### Your assignment
In the passage below about Bitcoin as a store of energy, what kind of facility does it call Bitcoin the ultimate form of?
*** Reading text Section Begins ***
Bitcoin is Store of Energy: The 21 States of Bitcoin as a Matter of Fact
How does Bitcoin Work: By converting Kilowatts into #Satoshis Bitcoin rounds out the sustainability equation. Store of power, store of value for power markets, sequestration of green house gas emissions.
Energy suppliers will soon catch on that Bitcoin is Store of Energy. When some asks what is Bitcoin, just say Bitcoin is Energy. Bitcoin is the ultimate electric battery storage facility. Understanding how kilowatt hours work, for instance, on your electric bill makes it easier to get bitcoin and how it works in terms of energy.
A 60 watt light bulb uses 60 watts per hour, so if you keep the light on for 24 hours it consumes 240 watts. By the time you get your bill in 30 days, that light has used up to 7,200 watts or 7.2 kilowatts. If the cost of electricity in Utah is 0.11 cents per kilowatt, you would pay Warren Buffet owned Pacificorp, Rocky Mountain Power, $0.79 per light bulb each month.
What if the Bitcoin instead of paying 79 cents your computer could earn $0.79 running the bitcoin network.
*** Reading text Section Ends ***
*** Given data Section Begins ***
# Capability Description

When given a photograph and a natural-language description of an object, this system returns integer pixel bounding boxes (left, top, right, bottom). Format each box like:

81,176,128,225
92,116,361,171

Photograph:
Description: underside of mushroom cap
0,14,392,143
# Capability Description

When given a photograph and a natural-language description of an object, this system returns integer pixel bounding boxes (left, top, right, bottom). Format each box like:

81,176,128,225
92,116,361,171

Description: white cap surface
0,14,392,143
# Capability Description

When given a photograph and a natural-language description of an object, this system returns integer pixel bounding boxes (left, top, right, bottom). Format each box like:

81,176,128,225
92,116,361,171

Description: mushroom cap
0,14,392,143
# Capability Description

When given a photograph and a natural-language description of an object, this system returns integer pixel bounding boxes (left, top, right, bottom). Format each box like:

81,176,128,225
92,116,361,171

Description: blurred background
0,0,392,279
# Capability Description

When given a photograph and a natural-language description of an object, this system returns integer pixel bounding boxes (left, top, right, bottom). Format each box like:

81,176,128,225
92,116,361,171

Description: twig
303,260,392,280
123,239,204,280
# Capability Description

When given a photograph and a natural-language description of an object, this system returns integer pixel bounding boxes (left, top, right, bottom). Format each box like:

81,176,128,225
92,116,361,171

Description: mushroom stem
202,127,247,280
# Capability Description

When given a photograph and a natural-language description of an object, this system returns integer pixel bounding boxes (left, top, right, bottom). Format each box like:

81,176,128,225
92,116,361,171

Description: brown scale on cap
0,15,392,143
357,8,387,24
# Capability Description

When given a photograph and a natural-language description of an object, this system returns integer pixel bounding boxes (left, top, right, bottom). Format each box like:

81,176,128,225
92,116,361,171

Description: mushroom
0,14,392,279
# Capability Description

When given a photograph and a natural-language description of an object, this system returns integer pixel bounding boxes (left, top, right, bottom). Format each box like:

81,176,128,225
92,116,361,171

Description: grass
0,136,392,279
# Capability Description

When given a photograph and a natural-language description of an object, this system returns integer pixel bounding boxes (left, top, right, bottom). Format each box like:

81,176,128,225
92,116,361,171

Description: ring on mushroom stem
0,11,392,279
*** Given data Section Ends ***
### Answer to this problem
An electric battery storage facility.